Lieutenant-Colonel William Tonson, 1st Baron Riversdale (3 May 1724 – 4 December 1787), was an Irish landowner, soldier and politician.

Tonson was the son of Richard Tonson, for many years Member of Parliament for Baltimore, by his second wife Peniel Gates, daughter of a Colonel Gates. He was a lieutenant-colonel in the 53rd Regiment of Foot and served in the Spanish invasion of Portugal in 1762 under William, Count of Schaumburg-Lippe. In 1768 he was returned to the Irish House of Commons for Tuam, a seat he held until 1776, and then represented Rathcormack until 1783. The latter year he was raised to the Irish peerage as Baron Riversdale, of Rathcormack in the County of Cork.

## Record excerpts:
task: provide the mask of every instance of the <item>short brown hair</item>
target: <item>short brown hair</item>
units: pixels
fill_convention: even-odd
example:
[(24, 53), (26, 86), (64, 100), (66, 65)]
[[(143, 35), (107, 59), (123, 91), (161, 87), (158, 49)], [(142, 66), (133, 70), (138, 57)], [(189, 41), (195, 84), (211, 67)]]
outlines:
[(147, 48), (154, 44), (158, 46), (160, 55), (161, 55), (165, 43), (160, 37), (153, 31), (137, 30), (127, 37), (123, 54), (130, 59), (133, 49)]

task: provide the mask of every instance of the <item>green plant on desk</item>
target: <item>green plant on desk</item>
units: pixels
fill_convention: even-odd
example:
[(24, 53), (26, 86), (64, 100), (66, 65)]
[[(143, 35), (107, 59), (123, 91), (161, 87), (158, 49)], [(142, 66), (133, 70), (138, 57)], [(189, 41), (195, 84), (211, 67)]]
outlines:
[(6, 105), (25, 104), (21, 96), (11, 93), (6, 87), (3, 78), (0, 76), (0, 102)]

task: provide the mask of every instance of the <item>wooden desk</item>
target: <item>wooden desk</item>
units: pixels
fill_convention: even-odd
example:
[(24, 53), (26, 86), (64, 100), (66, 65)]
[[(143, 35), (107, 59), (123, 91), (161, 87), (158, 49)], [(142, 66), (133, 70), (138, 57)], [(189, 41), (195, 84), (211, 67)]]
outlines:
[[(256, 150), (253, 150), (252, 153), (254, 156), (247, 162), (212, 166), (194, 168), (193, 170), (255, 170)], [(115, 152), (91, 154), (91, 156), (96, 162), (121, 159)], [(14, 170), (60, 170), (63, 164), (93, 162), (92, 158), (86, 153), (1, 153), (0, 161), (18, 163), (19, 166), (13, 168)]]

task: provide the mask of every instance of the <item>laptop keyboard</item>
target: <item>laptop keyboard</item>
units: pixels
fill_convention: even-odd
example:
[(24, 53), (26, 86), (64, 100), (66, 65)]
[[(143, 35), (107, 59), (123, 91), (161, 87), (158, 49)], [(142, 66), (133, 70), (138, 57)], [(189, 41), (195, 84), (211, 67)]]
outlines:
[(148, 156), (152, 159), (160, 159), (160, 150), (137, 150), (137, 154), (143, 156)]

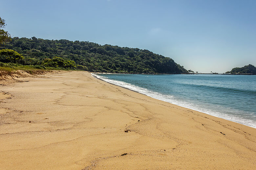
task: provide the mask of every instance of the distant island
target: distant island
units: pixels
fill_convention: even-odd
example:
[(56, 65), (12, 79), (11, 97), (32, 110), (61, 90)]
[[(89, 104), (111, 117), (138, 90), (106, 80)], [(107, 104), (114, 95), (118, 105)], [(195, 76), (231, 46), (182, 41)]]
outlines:
[(230, 71), (227, 71), (226, 74), (234, 75), (256, 75), (256, 67), (251, 64), (245, 65), (243, 67), (236, 67)]
[[(16, 37), (1, 45), (1, 54), (6, 55), (0, 55), (2, 63), (0, 66), (11, 66), (4, 63), (12, 63), (39, 69), (48, 67), (49, 69), (59, 68), (105, 73), (188, 73), (172, 59), (147, 50), (101, 45), (88, 41)], [(14, 58), (11, 59), (10, 55)]]

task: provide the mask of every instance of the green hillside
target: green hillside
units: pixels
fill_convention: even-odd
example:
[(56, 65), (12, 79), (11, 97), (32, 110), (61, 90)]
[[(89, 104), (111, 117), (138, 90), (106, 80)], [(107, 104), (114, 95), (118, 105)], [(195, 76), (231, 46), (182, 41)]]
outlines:
[[(89, 42), (49, 40), (35, 37), (30, 39), (14, 37), (0, 47), (0, 50), (5, 49), (15, 50), (24, 56), (16, 61), (23, 65), (43, 65), (44, 63), (46, 66), (54, 67), (50, 65), (54, 63), (54, 60), (52, 60), (53, 57), (56, 56), (67, 62), (74, 61), (76, 69), (91, 72), (188, 73), (183, 66), (171, 59), (147, 50), (108, 44), (101, 45)], [(0, 61), (4, 62), (1, 59), (0, 57)], [(48, 62), (47, 65), (46, 61)]]

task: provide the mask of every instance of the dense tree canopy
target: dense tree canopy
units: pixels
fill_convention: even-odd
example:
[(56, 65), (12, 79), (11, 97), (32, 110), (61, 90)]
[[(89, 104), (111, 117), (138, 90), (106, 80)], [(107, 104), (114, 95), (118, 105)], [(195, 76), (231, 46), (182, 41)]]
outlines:
[(0, 50), (0, 61), (5, 62), (15, 63), (24, 57), (16, 51), (10, 49)]
[[(187, 73), (171, 59), (147, 50), (66, 40), (14, 37), (0, 47), (24, 56), (23, 65), (46, 64), (56, 56), (74, 61), (77, 68), (90, 71), (130, 73)], [(46, 59), (46, 61), (45, 60)]]
[(245, 65), (243, 67), (236, 67), (232, 69), (230, 71), (226, 73), (236, 74), (251, 74), (256, 75), (256, 67), (251, 64)]

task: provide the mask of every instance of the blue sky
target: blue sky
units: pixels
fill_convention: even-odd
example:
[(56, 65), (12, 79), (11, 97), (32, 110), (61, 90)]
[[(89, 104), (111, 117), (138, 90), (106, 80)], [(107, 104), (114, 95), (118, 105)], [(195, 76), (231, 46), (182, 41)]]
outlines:
[(187, 69), (256, 65), (256, 0), (1, 0), (12, 37), (147, 49)]

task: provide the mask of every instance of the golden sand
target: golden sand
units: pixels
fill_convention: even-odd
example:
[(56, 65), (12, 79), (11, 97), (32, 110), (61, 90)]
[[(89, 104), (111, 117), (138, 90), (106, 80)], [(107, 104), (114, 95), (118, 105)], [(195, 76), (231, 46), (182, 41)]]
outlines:
[(253, 128), (86, 72), (23, 79), (0, 86), (0, 169), (256, 169)]

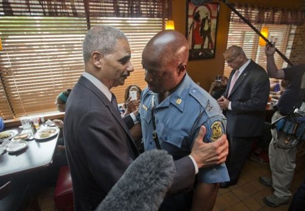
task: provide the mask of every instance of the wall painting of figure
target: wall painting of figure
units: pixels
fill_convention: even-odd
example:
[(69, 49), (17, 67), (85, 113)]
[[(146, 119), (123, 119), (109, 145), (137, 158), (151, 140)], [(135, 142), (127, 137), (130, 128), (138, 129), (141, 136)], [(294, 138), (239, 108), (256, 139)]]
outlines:
[(186, 1), (186, 36), (189, 41), (189, 59), (214, 58), (219, 4), (217, 3), (194, 5)]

## Actions to take:
**a)** Transcribe the stretch from "Tonson was the" through "County of Cork." in the biography of William Tonson.
**b)** Render into French this sentence from the biography of William Tonson: "He was a lieutenant-colonel in the 53rd Regiment of Foot and served in the Spanish invasion of Portugal in 1762 under William, Count of Schaumburg-Lippe."
The lines above are not required for anything that follows.

## Task solutions:
**a)**
Tonson was the son of Richard Tonson, for many years Member of Parliament for Baltimore, by his second wife Peniel Gates, daughter of a Colonel Gates. He was a lieutenant-colonel in the 53rd Regiment of Foot and served in the Spanish invasion of Portugal in 1762 under William, Count of Schaumburg-Lippe. In 1768 he was returned to the Irish House of Commons for Tuam, a seat he held until 1776, and then represented Rathcormack until 1783. The latter year he was raised to the Irish peerage as Baron Riversdale, of Rathcormack in the County of Cork.

**b)** Il était lieutenant-colonel au 53e régiment d'infanterie et servit lors de l'invasion espagnole du Portugal en 1762 sous les ordres de Guillaume, comte de Schaumbourg-Lippe.